(A run of records)

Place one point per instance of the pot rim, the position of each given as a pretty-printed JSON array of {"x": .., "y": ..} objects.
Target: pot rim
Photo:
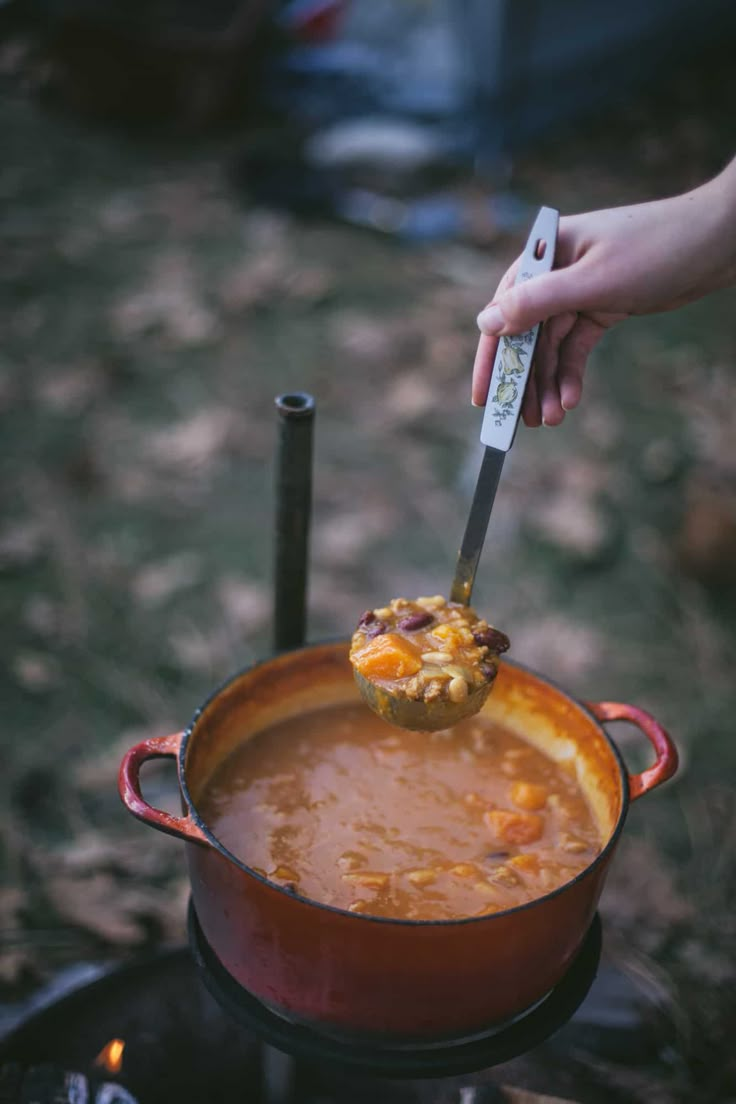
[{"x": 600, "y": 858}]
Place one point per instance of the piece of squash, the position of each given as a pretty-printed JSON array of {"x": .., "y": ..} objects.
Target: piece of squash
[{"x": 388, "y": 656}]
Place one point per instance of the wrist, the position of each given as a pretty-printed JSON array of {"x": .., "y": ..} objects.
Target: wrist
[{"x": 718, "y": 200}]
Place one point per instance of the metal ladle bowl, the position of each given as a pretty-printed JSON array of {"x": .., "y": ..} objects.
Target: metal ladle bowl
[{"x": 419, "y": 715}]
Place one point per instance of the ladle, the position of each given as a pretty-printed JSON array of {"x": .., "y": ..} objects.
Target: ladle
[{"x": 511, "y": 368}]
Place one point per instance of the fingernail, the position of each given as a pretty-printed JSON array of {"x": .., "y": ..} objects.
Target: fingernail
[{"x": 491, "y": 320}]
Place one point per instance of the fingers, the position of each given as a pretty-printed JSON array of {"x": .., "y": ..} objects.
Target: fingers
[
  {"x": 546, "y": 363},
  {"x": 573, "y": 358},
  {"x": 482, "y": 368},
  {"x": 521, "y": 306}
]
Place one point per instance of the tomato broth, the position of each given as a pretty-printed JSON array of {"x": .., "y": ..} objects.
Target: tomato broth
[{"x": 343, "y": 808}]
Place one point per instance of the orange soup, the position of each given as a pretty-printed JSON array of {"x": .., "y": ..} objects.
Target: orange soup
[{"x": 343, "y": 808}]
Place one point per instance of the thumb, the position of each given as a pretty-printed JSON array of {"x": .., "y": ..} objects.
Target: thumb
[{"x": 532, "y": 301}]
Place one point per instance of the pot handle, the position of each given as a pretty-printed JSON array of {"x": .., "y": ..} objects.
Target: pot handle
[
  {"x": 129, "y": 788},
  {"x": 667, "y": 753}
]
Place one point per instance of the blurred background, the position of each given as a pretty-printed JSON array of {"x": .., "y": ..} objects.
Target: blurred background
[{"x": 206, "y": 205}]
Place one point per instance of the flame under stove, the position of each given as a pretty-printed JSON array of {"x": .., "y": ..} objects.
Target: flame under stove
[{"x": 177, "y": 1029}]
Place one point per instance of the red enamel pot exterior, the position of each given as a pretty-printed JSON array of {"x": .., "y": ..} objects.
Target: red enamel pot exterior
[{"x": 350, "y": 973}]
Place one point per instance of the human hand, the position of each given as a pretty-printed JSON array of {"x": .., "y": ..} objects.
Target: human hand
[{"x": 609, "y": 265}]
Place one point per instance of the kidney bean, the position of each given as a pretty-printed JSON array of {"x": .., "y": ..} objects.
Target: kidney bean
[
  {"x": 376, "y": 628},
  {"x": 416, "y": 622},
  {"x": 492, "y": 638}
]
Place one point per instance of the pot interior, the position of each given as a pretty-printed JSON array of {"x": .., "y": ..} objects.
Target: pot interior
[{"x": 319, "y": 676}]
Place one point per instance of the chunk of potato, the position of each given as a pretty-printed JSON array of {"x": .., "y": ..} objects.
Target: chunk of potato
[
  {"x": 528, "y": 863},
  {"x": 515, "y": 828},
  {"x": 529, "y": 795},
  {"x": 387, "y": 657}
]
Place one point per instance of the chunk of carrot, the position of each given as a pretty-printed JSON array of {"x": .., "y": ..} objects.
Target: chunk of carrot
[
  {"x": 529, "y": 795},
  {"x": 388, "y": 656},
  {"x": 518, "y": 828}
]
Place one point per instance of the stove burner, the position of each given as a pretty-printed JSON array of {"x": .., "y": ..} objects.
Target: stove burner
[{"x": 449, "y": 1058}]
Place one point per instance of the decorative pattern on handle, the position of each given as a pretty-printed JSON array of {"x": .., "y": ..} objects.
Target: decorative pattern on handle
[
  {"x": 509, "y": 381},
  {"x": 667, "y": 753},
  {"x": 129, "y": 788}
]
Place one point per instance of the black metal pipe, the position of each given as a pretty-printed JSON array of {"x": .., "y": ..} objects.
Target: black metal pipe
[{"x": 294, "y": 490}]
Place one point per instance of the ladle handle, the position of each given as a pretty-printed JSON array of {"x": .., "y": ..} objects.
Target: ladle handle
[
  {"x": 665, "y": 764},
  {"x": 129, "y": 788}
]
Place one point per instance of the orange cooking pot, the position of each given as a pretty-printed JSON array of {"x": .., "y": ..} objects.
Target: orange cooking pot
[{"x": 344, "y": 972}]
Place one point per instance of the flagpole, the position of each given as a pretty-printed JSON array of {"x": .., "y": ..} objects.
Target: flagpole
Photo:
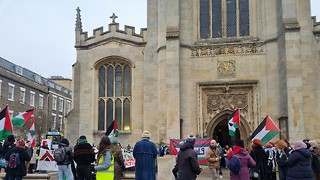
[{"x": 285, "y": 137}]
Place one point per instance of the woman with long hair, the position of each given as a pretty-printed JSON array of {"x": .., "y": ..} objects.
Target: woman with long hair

What you have to do: Reproduce the items above word for word, covering every one of them. Leave the pictures out of your answer.

Output for this exercise:
Place one point per instance of the pot rim, the position of each given as a pretty-printed JSON array of {"x": .., "y": ..} objects.
Target: pot rim
Photo:
[{"x": 600, "y": 858}]
Place one point per instance of the piece of squash, the position of each given as a pretty-printed JSON array of {"x": .., "y": ..} objects.
Target: piece of squash
[{"x": 388, "y": 656}]
Place one point per instance of the wrist, the position of each given as a pretty-printed JSON array of {"x": .., "y": ..} objects.
Target: wrist
[{"x": 718, "y": 200}]
Place one point per instance of the metal ladle bowl, the position of each given as a pretty-printed JSON array of {"x": .., "y": ..} objects.
Target: metal ladle bowl
[{"x": 419, "y": 715}]
Place one point per instance of the ladle, the position of each given as a pretty-printed JSON array of {"x": .., "y": ..} objects.
Target: ladle
[{"x": 511, "y": 368}]
Place one point per instance of the fingernail, the position of each given as a pretty-printed JSON array of {"x": .., "y": ..} objects.
Target: fingernail
[{"x": 491, "y": 320}]
Place one point per instance of the fingers, the position of each given as a pretty-printed JSON array of {"x": .., "y": ..} objects.
Target: fingers
[
  {"x": 546, "y": 363},
  {"x": 573, "y": 358},
  {"x": 482, "y": 368},
  {"x": 521, "y": 306}
]
Place one point per instance of the tomato broth, the position of each given as a pretty-printed JSON array of {"x": .., "y": ..} objects.
Target: tomato broth
[{"x": 343, "y": 808}]
Place one point per instance of the orange soup, the position of each given as a pretty-printed JSON array of {"x": .., "y": ..} objects.
Target: orange soup
[{"x": 343, "y": 808}]
Place one point per instance of the thumb, the position of each given as a pretty-printed JSON array of {"x": .., "y": ..} objects.
Target: thumb
[{"x": 532, "y": 301}]
Place one point per instance of the pot handle, the position of each given as a pretty-printed JSON array of {"x": .., "y": ..} objects.
Target: pot handle
[
  {"x": 129, "y": 788},
  {"x": 667, "y": 753}
]
Place one point per instance of the blurred background, the position of each given as a pretty-printed JSON array of {"x": .., "y": ..} objects.
Target: blurred background
[{"x": 206, "y": 205}]
Place one point per instance of the flame under stove, the position of each given as a pretty-printed JSON array of {"x": .., "y": ..} objects.
Target: flame under stove
[{"x": 177, "y": 1029}]
Place one point per instance of the red enamel pot exterior, the position of each given as a pretty-printed JSON array of {"x": .., "y": ..} objects.
Target: red enamel pot exterior
[{"x": 350, "y": 973}]
Place one point per instance of the human hand, the position of each given as a pretty-printed JSON array of {"x": .., "y": ..} objects.
Target: human hand
[{"x": 609, "y": 265}]
Place one point per instance of the kidney bean, the position of each given as a pretty-printed JSON array of {"x": .., "y": ..} objects.
Target: kidney bean
[
  {"x": 376, "y": 628},
  {"x": 416, "y": 622},
  {"x": 492, "y": 638}
]
Place one point per instance of the pot interior, the position of each given as a pretty-printed JSON array of {"x": .., "y": ..} objects.
Target: pot interior
[{"x": 319, "y": 676}]
Place one point per instance of the chunk of potato, the position of each given as a pretty-printed JSON array of {"x": .., "y": ..} objects.
Target: chunk of potato
[
  {"x": 528, "y": 863},
  {"x": 515, "y": 828},
  {"x": 529, "y": 795},
  {"x": 387, "y": 657}
]
Place one point per instance of the chunk of carrot, the position of each given as a pretty-printed JSON array of {"x": .., "y": ..} objects.
Target: chunk of carrot
[
  {"x": 529, "y": 795},
  {"x": 388, "y": 656},
  {"x": 518, "y": 828}
]
Place one point per instance of the stove burner, the position of each given as a pretty-printed JSON array of {"x": .., "y": ..} objects.
Target: stove burner
[{"x": 449, "y": 1058}]
Place one point per instance of the decorative pattern on handle, the position of each given as a pretty-printed JSON array of {"x": .., "y": ..} objects.
Target: decorative pattern on handle
[
  {"x": 509, "y": 381},
  {"x": 667, "y": 753},
  {"x": 129, "y": 788}
]
Place one point per instance of the black metal pipe, the position of each given as a pretty-printed JSON array of {"x": .., "y": ..} objects.
Target: black metal pipe
[{"x": 294, "y": 490}]
Place one point per instance of the ladle handle, the position of each given as a pretty-printed JSON array of {"x": .., "y": ..} objects.
Target: ladle handle
[
  {"x": 665, "y": 764},
  {"x": 129, "y": 788}
]
Place one point per instance of the orange cooking pot, the position of each given as a pretty-printed JSON array of {"x": .., "y": ..} objects.
Target: orange cooking pot
[{"x": 344, "y": 972}]
Place one point per instance of the flagpole, the position of each given as a pretty-printed JSON array of {"x": .., "y": ..} objects.
Target: flagpole
Photo:
[{"x": 285, "y": 137}]
Place one point per instance of the woman with long hair, the position of each given as a pretty-printed JSON array of {"x": .., "y": ..} objects.
Target: woman with long hair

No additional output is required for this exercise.